+++ DOCUMENT SEGMENT

The MNIST (Modified National Institute of Standards and Technology) is a set of 70,000 small image digits handwritten. It is used for training models to recognize handwritten, face recognition and medical diagnosis. I choose this dataset because it is easy to understand and implement for Random Forest and Support Vector Machine (SVM’s). It is not necessary any preparation the data before using the learning methods.
The labels range from 0 to 9, which are the images that we have in this experiment. The training data set will be 60 K, and the number of estimators will be 20 decision trees. The frequency of each class is shown in the picture below.
Accuracy was in general 96% which is not sufficient to measure the experiment. The precision to define each of these classes can say better about the learning method. The best precision was with label 1, which means the method was classified correctly. Labels 5 and 8 were necessary to recall more than label nine because of the round format image.

++++++

TASKS FOR THIS EXERCISE:
[A] Answer these questions about the MNIST write-up:
(i) How many handwritten digit images make up the MNIST set?
(ii) How many decision trees are used as estimators?
(iii) Which label had the best precision?
[B] Pick up the MNIST write-up after its last sentence and keep going.

+++ DATASET EXCERPTS

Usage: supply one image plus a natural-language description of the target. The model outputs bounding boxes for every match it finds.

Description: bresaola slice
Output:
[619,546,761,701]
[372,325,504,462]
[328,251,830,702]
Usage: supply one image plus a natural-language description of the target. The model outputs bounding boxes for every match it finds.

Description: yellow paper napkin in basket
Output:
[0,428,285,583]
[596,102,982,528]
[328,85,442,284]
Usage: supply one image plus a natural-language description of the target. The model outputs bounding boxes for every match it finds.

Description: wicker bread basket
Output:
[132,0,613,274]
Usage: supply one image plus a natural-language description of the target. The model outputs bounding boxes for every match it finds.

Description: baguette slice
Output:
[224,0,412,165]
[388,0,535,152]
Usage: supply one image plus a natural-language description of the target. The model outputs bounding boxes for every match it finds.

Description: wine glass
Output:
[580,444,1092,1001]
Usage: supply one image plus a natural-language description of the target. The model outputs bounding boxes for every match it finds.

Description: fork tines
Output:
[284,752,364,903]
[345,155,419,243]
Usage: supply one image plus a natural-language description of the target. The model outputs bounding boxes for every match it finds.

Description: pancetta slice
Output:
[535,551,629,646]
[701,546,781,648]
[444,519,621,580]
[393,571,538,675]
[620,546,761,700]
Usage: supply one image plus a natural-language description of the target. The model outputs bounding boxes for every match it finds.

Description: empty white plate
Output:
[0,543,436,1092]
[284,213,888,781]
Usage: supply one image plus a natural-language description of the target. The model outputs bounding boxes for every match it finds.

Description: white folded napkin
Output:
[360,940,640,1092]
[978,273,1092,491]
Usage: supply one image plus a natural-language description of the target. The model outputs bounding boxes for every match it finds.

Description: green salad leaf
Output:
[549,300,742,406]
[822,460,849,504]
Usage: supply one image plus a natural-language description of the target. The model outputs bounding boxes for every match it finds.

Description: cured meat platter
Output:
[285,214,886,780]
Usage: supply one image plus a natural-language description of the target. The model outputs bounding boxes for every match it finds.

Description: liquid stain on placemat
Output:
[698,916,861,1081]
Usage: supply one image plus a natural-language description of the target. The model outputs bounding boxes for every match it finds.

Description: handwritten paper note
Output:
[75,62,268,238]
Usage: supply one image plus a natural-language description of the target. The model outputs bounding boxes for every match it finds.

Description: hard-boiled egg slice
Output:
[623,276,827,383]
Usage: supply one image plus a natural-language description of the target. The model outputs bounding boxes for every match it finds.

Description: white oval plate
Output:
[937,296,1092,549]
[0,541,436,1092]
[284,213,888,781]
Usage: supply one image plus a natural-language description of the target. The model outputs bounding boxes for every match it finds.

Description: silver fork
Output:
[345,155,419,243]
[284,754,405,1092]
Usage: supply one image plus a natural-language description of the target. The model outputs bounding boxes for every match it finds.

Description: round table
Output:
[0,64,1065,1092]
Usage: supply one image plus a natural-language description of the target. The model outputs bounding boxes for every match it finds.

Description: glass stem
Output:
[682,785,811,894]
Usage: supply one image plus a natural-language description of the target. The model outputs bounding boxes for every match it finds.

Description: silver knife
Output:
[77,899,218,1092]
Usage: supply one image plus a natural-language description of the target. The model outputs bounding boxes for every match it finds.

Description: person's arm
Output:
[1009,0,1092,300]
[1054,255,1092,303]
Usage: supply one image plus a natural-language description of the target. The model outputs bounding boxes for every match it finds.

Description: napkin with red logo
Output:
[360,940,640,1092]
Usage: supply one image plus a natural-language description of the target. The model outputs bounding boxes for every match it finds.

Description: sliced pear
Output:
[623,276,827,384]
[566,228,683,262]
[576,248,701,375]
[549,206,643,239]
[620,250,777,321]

++++++

RESPONSES PER TASK:
[A]
(i) 70,000
(ii) 20
(iii) Label 1

[B]
Confusion Matrix indicates that label 1 received 1375 points, 1367 were classified correctly, but 4 were classified as label 2. The worst-case scenario is for label 8, which received 81 points divided not correctly with another label. A classifier with 100% accuracy would produce a pure diagonal matrix with all the points classified in their correct class. In Random Forest, cross-validation is not necessary; it can be used "out of bag error", which defines the quality of the data.
Random Forests work well for a large range of data than the decision trees overcoming the problem of overfitting or combining the different results of decision trees. Also, they are flexible and possess a high level of accuracy. Moreover, Random Forests have good accuracy even some data is missing. However, they are much harder time consuming than decision trees, making them slow and requiring more computational resources. Beyond this, Random Forest do not work very well with data complexity.
Regards to Support Vector Machine (SVM) works well with high-dimensional space, and it is also memory effective. The most significant disadvantage is that the data needs to be standardized in preparation stage, and overfitting occasionally happens.